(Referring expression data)
[Start of section]

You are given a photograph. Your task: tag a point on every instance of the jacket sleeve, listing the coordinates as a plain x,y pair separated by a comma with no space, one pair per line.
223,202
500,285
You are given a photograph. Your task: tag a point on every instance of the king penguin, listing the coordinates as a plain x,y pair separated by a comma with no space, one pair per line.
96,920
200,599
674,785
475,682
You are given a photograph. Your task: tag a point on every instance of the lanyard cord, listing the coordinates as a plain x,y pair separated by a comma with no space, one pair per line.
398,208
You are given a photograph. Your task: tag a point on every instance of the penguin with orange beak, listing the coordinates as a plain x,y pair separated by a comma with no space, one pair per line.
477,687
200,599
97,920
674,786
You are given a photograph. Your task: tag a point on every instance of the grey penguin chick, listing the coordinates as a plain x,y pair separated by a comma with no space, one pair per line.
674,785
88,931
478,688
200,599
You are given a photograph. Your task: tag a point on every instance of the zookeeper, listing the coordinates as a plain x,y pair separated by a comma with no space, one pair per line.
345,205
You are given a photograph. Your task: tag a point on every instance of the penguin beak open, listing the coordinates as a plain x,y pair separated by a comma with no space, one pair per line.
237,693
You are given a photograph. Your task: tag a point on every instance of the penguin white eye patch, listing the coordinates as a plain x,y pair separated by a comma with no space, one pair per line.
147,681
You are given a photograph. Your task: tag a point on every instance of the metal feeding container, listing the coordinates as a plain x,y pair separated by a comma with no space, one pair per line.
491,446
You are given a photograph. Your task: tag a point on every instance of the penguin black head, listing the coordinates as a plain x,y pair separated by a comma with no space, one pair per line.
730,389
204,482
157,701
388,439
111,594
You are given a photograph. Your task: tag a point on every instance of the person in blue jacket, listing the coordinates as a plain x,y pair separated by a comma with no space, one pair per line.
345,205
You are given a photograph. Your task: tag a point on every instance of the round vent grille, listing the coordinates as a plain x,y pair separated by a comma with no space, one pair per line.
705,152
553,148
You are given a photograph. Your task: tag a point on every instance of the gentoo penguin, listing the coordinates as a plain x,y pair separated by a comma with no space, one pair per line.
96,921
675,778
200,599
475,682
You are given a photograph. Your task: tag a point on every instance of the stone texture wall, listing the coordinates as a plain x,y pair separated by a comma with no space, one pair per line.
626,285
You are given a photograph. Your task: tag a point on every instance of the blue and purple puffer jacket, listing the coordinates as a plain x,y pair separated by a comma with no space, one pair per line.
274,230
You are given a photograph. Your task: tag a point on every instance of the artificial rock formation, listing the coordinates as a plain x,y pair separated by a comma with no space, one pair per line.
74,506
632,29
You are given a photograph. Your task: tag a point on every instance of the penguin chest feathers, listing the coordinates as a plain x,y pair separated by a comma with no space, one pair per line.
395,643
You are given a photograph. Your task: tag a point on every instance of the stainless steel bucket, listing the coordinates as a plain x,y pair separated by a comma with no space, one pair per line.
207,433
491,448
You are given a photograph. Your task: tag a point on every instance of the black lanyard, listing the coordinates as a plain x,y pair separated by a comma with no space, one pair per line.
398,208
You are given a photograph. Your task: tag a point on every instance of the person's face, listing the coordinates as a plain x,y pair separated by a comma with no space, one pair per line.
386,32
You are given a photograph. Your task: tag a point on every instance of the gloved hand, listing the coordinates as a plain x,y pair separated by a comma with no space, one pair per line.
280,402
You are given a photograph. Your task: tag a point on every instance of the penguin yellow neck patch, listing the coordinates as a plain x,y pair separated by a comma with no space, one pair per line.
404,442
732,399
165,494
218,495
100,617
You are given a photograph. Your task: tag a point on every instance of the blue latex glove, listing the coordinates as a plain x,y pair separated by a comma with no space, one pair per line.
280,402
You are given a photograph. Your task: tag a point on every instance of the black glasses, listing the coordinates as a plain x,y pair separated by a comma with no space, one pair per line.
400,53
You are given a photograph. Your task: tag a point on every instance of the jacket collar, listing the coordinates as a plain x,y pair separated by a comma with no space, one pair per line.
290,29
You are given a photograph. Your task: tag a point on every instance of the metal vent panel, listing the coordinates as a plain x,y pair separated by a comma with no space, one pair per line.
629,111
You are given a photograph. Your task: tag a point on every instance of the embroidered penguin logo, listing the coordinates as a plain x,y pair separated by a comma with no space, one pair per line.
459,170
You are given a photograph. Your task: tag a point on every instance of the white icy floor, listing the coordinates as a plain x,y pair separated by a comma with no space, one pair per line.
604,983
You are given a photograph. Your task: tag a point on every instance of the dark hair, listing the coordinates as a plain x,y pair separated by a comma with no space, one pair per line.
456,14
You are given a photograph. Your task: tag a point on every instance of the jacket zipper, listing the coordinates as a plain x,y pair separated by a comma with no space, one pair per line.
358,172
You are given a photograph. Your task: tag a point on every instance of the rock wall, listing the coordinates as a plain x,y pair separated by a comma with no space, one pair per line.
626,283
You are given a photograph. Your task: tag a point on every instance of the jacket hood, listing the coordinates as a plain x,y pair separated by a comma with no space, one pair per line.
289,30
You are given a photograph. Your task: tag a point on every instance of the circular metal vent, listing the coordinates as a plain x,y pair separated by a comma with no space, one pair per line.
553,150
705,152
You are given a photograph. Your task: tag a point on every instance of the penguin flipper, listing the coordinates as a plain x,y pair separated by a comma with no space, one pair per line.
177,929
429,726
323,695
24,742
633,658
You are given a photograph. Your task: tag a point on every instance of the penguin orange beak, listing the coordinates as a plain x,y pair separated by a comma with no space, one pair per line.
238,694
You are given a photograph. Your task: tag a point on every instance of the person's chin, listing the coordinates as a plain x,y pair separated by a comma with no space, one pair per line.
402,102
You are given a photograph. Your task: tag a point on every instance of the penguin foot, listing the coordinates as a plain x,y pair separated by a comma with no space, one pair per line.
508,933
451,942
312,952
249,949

[End of section]

_What this task involves:_ Could you write out all the entries word for word?

_Output for this exercise:_
You are given a photograph. Your task: tag a point on every instance of the jacket sleeve, listing the coordinates as a plain x,y pair separated by a comma with no space, one pair per line.
223,202
500,285
You are given a photograph. Your task: tag a point on every instance of the king penguin, listing the coordinates as a plain x,y pair separated by a comma with no space, one pair per line.
96,920
200,599
674,785
475,682
You are given a photograph. Your task: tag a point on every instance of the lanyard cord, listing the coordinates as a plain x,y pair separated by a comma with no space, one pair per line.
398,208
You are given a photograph. Your task: tag a point on every instance of the penguin with orange beak, listing the coordinates as a plain x,y pair separated by a comma with no space, one pair per line.
477,687
200,599
97,920
674,786
You are given a photograph. Your task: tag a point on every instance of the grey penguin chick, listing the coordinates as a plain x,y pair separated by a comma with no space, one pair per line.
674,785
88,931
478,688
200,599
You are given a photograph. Your task: tag a point on every instance of the zookeeper, listing the coordinates as a plain x,y pair separated by a comma with no space, one pair per line.
345,205
You are given a photograph. Your task: tag a point on every instance of the penguin beak open, listing the coordinates as a plain x,y pair separated by a comma with no space, one pair per line.
237,693
You are given a photograph. Your task: tag a point on every instance of the penguin white eye patch, listing the coordinates as a plain x,y pair separated by a comma with no space, one pair per line.
147,681
You are given a photograph. Your task: tag a point on every instance of the metal feeding container, listing the coordinates as a plain x,y pair separated by a comma with no space, one pair per line.
491,446
You are given a photograph. Your task: tag a point on every instance of the penguin black head, listing the coordinates as a plain x,y pair separated by a comma with no space, one pair per line.
730,389
204,482
157,701
388,439
111,594
You are given a photograph. Your task: tag a point on every instance of the person in blue jacket, listing the coordinates as a plain x,y pair separated by a comma with no space, one pair per line.
345,205
You are given a photograph. Your task: tag a point on every instance of the round vent grille, listing the coordinates as a plain x,y pair separated by a comma with no space, one pair per line.
705,152
553,148
You are given a photograph. Your task: tag a point on every instance of the gentoo penguin, listing the coordinates as a plain x,y pair separated by a comma with no space, one pair per line.
96,921
675,778
200,599
475,682
You are given a photograph. Your task: tag a point on every instance of the stone texture wall, listing the coordinates as a plain x,y pair separated by a comma with no space, one pair per line.
626,285
You are given a photograph. Your task: tag a point on every instance of the blue and purple puffer jacket, listing the coordinates as a plain x,y pair separated by a comma with no space, one pair per line.
274,230
You are given a photograph. Your task: tag a point on every instance of the artificial rock formation, listing the coordinates as a plain x,y pair separated by a comma with no space, one pair per line.
74,506
632,29
You are given a photograph. Your task: tag a point on every instance of the penguin chest feathers, listing the coordinates as a plain x,y pair separated by a comma with no space, one pair per line.
395,643
You are given a photograph. Your task: tag a point on every instance of the stainless steel bucket, listing the coordinates as a plain x,y pair separated by a comma with no space, one pair per line.
207,433
491,448
You are given a photograph. Your task: tag a point on every instance of the black lanyard, listing the coordinates as a plain x,y pair separated by a comma with no space, one pair per line.
398,208
You are given a photograph. Your task: tag a point on every instance of the person's face, listing the coordinates as a plain x,y pair separated by a comma with no space, one pair per line.
386,32
You are given a photograph. Your task: tag a point on every instance of the gloved hand, listing the coordinates as a plain x,y pair separated by a comma with no space, one pair per line.
280,402
You are given a photograph. Your task: tag a point on every instance of the penguin yellow neck patch, listing the coordinates as a plain x,y pair separated by a comma with no space, one pair per line.
404,442
732,399
165,494
218,495
100,617
You are given a photograph. Your task: tag a point on every instance of the blue latex glove, listing the coordinates as a plain x,y pair separated by a comma with no space, one pair per line.
280,402
You are given a photograph. Your task: tag a point on every instance of the black glasses, listing the coordinates as a plain x,y pair separated by a comma with no space, one pair per line.
400,53
You are given a photograph. Your task: tag a point on every instance of the jacket collar, listing the coordinates as a plain x,y pair separated by a comma with no space, one pair per line.
290,29
You are given a photograph. Your task: tag a point on every instance of the metal vent panel, listing the coordinates as a plain x,y pair separated by a comma with no space, one pair per line.
629,111
You are given a photograph. Your task: tag a point on every instance of the embroidered penguin logo, listing the coordinates as a plain x,y pair separated by a comma with no space, one pair per line.
459,170
You are given a photograph. Your task: tag a point on every instance of the white icy floor, listing the coordinates as a plain x,y pair separated by a comma with no space, one pair per line.
604,983
You are given a photograph. Your task: tag a point on every instance of the dark hair, listing the coordinates as a plain x,y pair separated by a comma with no space, one pair per line.
456,14
You are given a photograph. Your task: tag a point on every instance of the jacket zipper, listing the coordinates as a plain x,y pair separated by a comma with no space, one pair per line.
358,172
You are given a photograph. Your task: tag a point on every instance of the rock wall, listing the coordinates as a plain x,y pair separated by a comma with no space, one pair per line.
626,283
You are given a photograph. Your task: tag a point on every instance of the jacket hood, listing the coordinates as a plain x,y pair separated by a comma with no space, one pair per line.
289,30
You are given a photograph. Your task: tag a point on every instance of the circular metal vent, listing the coordinates as a plain x,y pair separated by a comma with no space, one pair per line.
553,150
705,152
You are given a photograph. Your task: tag a point on every instance of the penguin flipper, listing the coordinates as a plain x,y pair separated by a comma with no space, one pair per line.
177,929
429,726
323,695
24,742
633,658
You are given a photograph. Your task: tag a point on every instance of the penguin orange beak, listing the coordinates as a plain x,y pair separated by a comma with no space, one pair per line.
238,694
You are given a photograph. Your task: tag a point on every instance of the person's chin, listing the coordinates as a plain x,y pair separated by a comma with no space, one pair per line.
402,102
You are given a photograph. Your task: tag a point on every instance of the penguin foot, listing the coordinates as a plain x,y pair separated by a comma with no space, one pair per line.
508,933
451,942
312,952
249,949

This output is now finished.